● Short exercise
Write every line of the material out exactly as shown.

════

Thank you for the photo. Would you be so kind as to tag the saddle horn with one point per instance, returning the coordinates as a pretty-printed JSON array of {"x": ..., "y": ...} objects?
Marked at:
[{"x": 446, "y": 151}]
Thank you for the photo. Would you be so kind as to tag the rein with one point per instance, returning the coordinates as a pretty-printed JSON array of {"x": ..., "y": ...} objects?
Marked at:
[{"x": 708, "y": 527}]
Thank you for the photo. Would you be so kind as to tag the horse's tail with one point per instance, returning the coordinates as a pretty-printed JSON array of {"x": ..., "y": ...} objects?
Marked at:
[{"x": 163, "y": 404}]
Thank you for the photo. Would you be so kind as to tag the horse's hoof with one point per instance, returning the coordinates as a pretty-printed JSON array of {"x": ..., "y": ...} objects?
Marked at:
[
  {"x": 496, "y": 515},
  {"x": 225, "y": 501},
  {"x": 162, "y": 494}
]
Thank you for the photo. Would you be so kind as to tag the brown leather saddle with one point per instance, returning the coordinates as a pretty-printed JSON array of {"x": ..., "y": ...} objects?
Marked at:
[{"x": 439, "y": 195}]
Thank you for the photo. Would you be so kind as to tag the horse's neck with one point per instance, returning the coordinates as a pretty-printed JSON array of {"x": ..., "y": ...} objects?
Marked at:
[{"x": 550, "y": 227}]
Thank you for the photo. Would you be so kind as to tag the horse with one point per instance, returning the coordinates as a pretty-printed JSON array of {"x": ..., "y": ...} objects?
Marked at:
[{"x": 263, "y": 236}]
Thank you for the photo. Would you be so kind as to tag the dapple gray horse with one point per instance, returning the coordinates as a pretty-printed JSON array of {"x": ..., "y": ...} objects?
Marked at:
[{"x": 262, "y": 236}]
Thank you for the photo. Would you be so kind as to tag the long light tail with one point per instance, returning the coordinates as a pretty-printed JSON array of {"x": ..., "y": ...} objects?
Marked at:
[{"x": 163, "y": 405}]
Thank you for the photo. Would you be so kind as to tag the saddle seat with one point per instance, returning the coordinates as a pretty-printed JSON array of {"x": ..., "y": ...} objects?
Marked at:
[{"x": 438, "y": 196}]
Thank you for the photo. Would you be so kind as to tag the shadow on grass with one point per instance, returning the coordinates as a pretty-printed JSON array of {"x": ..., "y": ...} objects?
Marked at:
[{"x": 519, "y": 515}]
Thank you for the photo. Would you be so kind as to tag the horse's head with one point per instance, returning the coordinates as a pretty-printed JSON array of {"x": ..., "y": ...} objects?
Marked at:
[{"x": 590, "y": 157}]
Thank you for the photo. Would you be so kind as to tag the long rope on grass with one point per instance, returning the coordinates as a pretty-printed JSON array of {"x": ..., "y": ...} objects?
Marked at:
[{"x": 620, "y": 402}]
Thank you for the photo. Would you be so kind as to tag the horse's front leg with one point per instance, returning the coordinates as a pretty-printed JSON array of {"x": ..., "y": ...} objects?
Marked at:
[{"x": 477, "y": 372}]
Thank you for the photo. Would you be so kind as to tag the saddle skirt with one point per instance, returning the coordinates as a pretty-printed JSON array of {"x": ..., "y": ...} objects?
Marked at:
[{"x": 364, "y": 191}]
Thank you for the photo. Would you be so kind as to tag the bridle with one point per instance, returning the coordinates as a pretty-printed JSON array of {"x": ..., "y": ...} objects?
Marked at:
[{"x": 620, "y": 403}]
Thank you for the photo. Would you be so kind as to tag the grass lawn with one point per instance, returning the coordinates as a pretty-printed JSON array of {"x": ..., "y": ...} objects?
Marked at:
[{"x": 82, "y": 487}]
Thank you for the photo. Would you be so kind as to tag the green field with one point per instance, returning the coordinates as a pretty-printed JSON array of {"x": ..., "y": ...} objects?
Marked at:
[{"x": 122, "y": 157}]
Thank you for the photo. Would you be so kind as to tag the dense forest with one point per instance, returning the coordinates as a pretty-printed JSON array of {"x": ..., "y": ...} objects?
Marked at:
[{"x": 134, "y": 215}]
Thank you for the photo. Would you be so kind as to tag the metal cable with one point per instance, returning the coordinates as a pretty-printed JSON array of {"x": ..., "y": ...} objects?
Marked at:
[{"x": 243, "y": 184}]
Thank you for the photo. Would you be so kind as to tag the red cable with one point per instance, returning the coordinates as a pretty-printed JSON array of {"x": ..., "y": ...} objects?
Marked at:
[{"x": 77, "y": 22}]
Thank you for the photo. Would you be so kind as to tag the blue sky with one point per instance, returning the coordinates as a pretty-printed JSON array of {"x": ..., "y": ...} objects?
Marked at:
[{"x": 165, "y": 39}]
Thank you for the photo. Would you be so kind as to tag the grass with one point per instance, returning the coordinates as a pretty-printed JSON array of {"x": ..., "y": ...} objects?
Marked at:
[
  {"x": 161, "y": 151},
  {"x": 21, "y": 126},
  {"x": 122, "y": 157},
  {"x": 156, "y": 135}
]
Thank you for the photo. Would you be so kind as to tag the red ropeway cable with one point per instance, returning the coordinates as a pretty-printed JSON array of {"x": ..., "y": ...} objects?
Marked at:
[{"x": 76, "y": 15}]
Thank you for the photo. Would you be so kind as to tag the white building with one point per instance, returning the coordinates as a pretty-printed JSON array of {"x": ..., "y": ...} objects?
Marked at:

════

● Output for this exercise
Thank you for the photo. Would you be so kind as to tag the saddle horn with one point per instance, returning the coordinates as a pretty-printed JSON array of {"x": ..., "y": ...} objects?
Marked at:
[{"x": 446, "y": 151}]
Thank you for the photo. Would you be so kind as to tag the rein with one point per instance, returning the coordinates as a pretty-printed JSON array of {"x": ..., "y": ...} objects?
Marked at:
[{"x": 708, "y": 527}]
Thank you for the photo. Would you be so kind as to tag the horse's tail with one point per instance, returning the coordinates as a pretty-printed JSON array of {"x": ..., "y": ...} objects?
Marked at:
[{"x": 163, "y": 404}]
Thank you for the photo. Would you be so kind as to tag the horse's hoof with one point per instance, returning the coordinates as a pretty-printed JSON array of {"x": ..., "y": ...} objects?
Marked at:
[
  {"x": 496, "y": 515},
  {"x": 225, "y": 501},
  {"x": 162, "y": 494}
]
Thank you for the photo. Would you be so kind as to tag the brown leather saddle with one point per instance, returning the coordinates as a pretty-printed JSON array of {"x": ..., "y": ...} objects?
Marked at:
[{"x": 439, "y": 195}]
Thank you for the photo. Would you be so kind as to tag the horse's neck with one point per instance, returning the coordinates as a pretty-printed JSON array of {"x": ..., "y": ...} objects?
Marked at:
[{"x": 550, "y": 227}]
Thank you for the photo. Would you be so kind as to tag the horse with one point per instance, returning the coordinates as a pretty-printed JSON array of {"x": ..., "y": ...} objects?
Marked at:
[{"x": 263, "y": 236}]
Thank you for the photo. Would you be so kind as to tag the dapple gray horse with one point per instance, returning the coordinates as a pretty-printed JSON array of {"x": ..., "y": ...} objects?
Marked at:
[{"x": 262, "y": 236}]
Thank you for the photo. Would you be so kind as to tag the long light tail with one point per instance, returning the coordinates as a pretty-printed JSON array of {"x": ..., "y": ...} objects?
Marked at:
[{"x": 163, "y": 405}]
Thank you for the photo. Would you be so kind as to tag the saddle seat with one point per instance, returning the coordinates as a pretty-printed JSON array of {"x": ..., "y": ...} objects?
Marked at:
[{"x": 438, "y": 196}]
Thank you for the photo. Would you be so kind as to tag the shadow on grass with one point per instance, returning the coordinates as a pretty-printed JSON array of {"x": ..., "y": ...} objects?
Marked at:
[{"x": 519, "y": 515}]
Thank you for the photo. Would you be so kind as to tag the horse's head with one point per instance, returning the coordinates as a pretty-printed JSON array of {"x": ..., "y": ...} objects?
Marked at:
[{"x": 590, "y": 157}]
Thank you for the photo. Would you be so kind as to tag the long rope on grass with one point per instance, returning the coordinates as a pretty-printed JSON array of {"x": ..., "y": ...} objects?
Marked at:
[{"x": 620, "y": 402}]
Thank you for the photo. Would you be so kind as to tag the horse's front leg with one point per instance, returning the coordinates as a pretty-printed JSON array of {"x": ..., "y": ...} objects?
Marked at:
[{"x": 477, "y": 372}]
Thank you for the photo. Would you be so kind as to tag the saddle skirt with one point per instance, returning the coordinates as a pretty-printed JSON array of {"x": ..., "y": ...} objects?
Marked at:
[{"x": 364, "y": 191}]
Thank you for the photo. Would you be so kind as to tag the bridle with one point per instance, returning the coordinates as a pretty-printed JSON array of {"x": ..., "y": ...} objects?
Marked at:
[{"x": 620, "y": 403}]
Thank you for the photo. Would you be so kind as to tag the grass lawn with one point per instance, returning the coordinates as a pretty-printed JSON array of {"x": ..., "y": ...} objects?
Marked at:
[{"x": 82, "y": 487}]
Thank you for the photo. Would you be so kind as to tag the green field with one point per instance, returning the coordinates as a pretty-printed JSON array of {"x": ..., "y": ...} objects?
Marked at:
[{"x": 122, "y": 157}]
Thank you for the photo. Would you be so kind as to tag the dense forest with one point per instance, returning the coordinates as a pretty-printed JSON array of {"x": ..., "y": ...} objects?
Marked at:
[{"x": 134, "y": 215}]
Thank you for the photo. Would you be so kind as to tag the metal cable with one point per instance, returning the coordinates as a pretty-printed JSON array of {"x": ..., "y": ...} objects?
Marked at:
[{"x": 243, "y": 184}]
Thank you for the photo. Would you be so kind as to tag the red cable with one point per instance, returning the coordinates as a pretty-printed JSON array of {"x": ..., "y": ...} objects?
Marked at:
[{"x": 77, "y": 22}]
Thank you for the photo. Would you be so kind as to tag the blue sky with one point per instance, returning the coordinates as a pretty-printed JSON array of {"x": ..., "y": ...} objects?
Marked at:
[{"x": 165, "y": 39}]
Thank you for the photo. Would you be so kind as to tag the grass with one point per instance, returning the coordinates as a pretty-printed JSON array of {"x": ..., "y": ...} objects?
Marked at:
[
  {"x": 161, "y": 151},
  {"x": 21, "y": 126},
  {"x": 122, "y": 157},
  {"x": 156, "y": 135}
]
Thank you for the photo. Would you be so kind as to tag the red ropeway cable with one point per instance, returning the coordinates as a pretty-printed JSON array of {"x": ..., "y": ...} objects?
Marked at:
[{"x": 76, "y": 15}]
Thank you for the photo. Would you be so kind as to tag the white building with one point per instance, returning the coordinates as a pretty-printed JSON array of {"x": ..., "y": ...} objects?
Marked at:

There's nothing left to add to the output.